Begin at the line that has "detect dark jacket." and stop after the last line of the entries below. Rewrite only those lines, requests included, rescaling each bounding-box coordinate in the answers by 0.85 and rounding to whole numbers with halves going up, while leaving every number in the requests and their format templates unchanged.

⁂

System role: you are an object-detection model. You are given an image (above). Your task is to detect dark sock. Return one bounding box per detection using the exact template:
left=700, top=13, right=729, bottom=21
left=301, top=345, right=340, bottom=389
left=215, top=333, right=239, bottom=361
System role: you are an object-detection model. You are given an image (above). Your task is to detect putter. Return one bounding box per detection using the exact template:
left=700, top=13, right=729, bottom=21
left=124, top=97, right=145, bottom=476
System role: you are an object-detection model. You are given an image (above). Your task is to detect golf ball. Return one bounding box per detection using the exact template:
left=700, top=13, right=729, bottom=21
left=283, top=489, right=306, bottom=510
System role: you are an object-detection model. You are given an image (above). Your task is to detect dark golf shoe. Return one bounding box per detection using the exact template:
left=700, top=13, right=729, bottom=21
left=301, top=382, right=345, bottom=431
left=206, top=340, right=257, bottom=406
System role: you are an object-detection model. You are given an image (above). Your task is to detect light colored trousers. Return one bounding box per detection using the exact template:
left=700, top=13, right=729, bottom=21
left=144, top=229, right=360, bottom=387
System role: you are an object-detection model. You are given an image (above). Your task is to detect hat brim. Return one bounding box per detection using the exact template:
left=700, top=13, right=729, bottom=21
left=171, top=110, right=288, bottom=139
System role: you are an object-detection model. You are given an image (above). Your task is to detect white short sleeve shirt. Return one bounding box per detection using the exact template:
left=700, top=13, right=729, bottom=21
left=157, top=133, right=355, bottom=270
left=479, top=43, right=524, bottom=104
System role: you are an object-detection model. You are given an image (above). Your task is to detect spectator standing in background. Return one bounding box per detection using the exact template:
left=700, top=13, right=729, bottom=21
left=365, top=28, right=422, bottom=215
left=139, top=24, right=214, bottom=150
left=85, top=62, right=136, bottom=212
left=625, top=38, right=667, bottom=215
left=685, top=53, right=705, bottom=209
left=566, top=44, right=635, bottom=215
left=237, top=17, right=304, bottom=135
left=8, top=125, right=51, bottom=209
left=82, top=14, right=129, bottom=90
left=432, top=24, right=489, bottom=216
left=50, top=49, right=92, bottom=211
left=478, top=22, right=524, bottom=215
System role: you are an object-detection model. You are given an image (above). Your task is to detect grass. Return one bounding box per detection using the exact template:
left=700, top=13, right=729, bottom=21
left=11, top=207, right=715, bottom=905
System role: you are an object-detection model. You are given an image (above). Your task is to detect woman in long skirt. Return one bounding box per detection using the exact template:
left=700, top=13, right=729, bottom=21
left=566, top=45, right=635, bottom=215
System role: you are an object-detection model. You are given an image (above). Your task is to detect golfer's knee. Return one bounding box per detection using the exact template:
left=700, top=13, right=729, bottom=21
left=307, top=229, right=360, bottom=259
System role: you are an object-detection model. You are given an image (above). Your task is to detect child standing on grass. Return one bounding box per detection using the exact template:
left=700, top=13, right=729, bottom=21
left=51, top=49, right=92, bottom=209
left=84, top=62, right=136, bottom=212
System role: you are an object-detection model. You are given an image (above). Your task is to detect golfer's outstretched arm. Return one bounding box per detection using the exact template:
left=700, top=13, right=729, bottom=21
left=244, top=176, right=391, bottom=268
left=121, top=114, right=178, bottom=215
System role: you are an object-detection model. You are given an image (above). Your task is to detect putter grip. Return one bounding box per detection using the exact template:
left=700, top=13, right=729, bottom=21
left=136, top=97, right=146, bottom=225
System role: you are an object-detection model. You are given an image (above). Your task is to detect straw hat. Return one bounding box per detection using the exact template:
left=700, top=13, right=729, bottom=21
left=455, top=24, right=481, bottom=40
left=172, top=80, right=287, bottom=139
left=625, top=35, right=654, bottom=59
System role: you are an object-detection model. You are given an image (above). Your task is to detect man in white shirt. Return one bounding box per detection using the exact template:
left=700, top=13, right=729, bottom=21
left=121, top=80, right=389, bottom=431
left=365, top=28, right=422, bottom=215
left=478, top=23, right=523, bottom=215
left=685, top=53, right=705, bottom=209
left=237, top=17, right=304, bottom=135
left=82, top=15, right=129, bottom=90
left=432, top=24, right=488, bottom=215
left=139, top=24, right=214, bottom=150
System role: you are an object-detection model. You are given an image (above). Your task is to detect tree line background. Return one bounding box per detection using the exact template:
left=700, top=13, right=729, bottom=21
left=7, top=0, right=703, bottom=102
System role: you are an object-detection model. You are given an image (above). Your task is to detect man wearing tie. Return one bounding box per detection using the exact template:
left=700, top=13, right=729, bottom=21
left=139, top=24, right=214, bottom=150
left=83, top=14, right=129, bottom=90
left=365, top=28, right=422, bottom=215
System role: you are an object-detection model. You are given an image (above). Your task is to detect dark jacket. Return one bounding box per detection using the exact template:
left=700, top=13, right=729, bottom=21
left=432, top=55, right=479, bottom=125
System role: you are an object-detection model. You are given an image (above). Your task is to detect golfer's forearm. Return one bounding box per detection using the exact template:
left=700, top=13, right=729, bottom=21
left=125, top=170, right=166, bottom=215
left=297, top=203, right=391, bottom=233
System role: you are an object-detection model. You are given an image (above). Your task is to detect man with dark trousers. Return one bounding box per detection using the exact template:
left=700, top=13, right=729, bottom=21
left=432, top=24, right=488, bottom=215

⁂

= Finished task =
System role: you are an object-detection model. You are given an image (above). Your task is to detect dark jacket. Return one bounding box per detection using the exact template:
left=700, top=13, right=729, bottom=21
left=367, top=47, right=407, bottom=106
System role: you are an object-detection model. You are given an image (above). Your task is to detect golfer's forearm. Return one bounding box per detection using the exact template:
left=700, top=13, right=729, bottom=21
left=106, top=145, right=141, bottom=183
left=252, top=173, right=332, bottom=198
System role: you are an object-detection model. You are given an image (above). Your task is to detect man with dark trousers. Return one bounding box per detection using the exact template:
left=700, top=13, right=729, bottom=21
left=367, top=20, right=415, bottom=183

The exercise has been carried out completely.